## [Exercise instructions]
Would you retype each record exactly as given?
+++
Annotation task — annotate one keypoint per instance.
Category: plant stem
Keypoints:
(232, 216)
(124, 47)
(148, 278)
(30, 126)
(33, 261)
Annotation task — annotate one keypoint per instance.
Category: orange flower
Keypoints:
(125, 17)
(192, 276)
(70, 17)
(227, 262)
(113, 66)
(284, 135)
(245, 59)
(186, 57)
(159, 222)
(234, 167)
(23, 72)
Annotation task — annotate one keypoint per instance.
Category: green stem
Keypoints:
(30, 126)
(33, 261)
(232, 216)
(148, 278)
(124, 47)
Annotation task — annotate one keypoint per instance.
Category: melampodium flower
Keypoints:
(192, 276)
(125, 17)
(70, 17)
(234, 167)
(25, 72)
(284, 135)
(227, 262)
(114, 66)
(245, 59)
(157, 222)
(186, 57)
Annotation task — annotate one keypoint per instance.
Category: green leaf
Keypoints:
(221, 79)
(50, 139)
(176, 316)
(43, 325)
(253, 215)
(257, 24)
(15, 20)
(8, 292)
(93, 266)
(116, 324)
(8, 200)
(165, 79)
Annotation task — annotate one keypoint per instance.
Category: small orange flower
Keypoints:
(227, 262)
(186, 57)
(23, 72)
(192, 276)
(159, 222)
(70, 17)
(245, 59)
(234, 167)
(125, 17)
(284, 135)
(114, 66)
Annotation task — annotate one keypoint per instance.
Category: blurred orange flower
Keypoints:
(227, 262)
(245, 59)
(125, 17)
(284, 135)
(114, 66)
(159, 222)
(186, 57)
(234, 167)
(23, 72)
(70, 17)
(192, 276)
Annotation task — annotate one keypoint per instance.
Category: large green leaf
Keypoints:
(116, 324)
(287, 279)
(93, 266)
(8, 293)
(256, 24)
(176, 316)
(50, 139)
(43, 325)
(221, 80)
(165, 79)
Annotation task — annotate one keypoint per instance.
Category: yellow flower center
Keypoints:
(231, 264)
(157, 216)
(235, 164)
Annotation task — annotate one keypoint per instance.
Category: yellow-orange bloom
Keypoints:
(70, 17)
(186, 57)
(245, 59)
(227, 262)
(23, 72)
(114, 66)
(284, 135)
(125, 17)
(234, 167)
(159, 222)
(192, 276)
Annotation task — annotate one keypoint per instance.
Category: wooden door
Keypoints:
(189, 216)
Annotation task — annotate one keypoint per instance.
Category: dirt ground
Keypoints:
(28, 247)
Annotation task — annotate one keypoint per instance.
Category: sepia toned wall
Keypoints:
+++
## [Task solution]
Annotation task — annotate one keypoint per instance.
Category: plant stem
Keypoints:
(232, 216)
(124, 47)
(148, 278)
(30, 126)
(33, 261)
Annotation task — annotate one keypoint per instance.
Category: orange flower
Keypoints:
(125, 17)
(192, 276)
(70, 17)
(227, 262)
(113, 66)
(284, 135)
(245, 59)
(186, 57)
(159, 222)
(234, 167)
(23, 72)
Annotation task — annotate one keypoint per instance.
Category: green stem
Keypoints:
(30, 126)
(33, 261)
(232, 216)
(148, 278)
(124, 47)
Annotation task — annotate one keypoint per instance.
Category: melampodium flower
Keypoints:
(192, 276)
(125, 17)
(70, 17)
(234, 167)
(25, 72)
(284, 135)
(227, 262)
(114, 66)
(245, 59)
(157, 222)
(186, 57)
Annotation task — annotate one keypoint per instance.
Category: green leaf
Keypoints:
(221, 79)
(50, 139)
(176, 316)
(43, 325)
(253, 215)
(257, 24)
(15, 20)
(8, 292)
(93, 266)
(116, 324)
(8, 200)
(165, 79)
Annotation task — annotate one keypoint per instance.
Category: small orange flower
Keypoints:
(227, 262)
(186, 57)
(23, 72)
(192, 276)
(159, 222)
(70, 17)
(245, 59)
(234, 167)
(125, 17)
(284, 135)
(114, 66)
Annotation task — annotate one keypoint per instance.
Category: blurred orange flower
Keypoints:
(227, 262)
(245, 59)
(125, 17)
(284, 135)
(114, 66)
(159, 222)
(186, 57)
(234, 167)
(23, 72)
(70, 17)
(192, 276)
Annotation task — annotate one keypoint per instance.
Category: large green leaf
Keypoints:
(116, 324)
(287, 279)
(93, 266)
(8, 293)
(256, 24)
(176, 316)
(50, 139)
(43, 325)
(221, 80)
(165, 79)
Annotation task — annotate one keypoint per instance.
Category: yellow flower center
Keypoints:
(231, 264)
(157, 216)
(235, 164)
Annotation task — annotate one keypoint per instance.
Category: yellow-orange bloom
Keypoints:
(70, 17)
(186, 57)
(245, 59)
(227, 262)
(23, 72)
(114, 66)
(284, 135)
(125, 17)
(234, 167)
(159, 222)
(192, 276)
Annotation task — annotate one keypoint per instance.
Category: wooden door
Keypoints:
(189, 216)
Annotation task — annotate one keypoint per instance.
Category: dirt ground
Keypoints:
(28, 247)
Annotation task — annotate one keypoint per instance.
Category: sepia toned wall
Keypoints:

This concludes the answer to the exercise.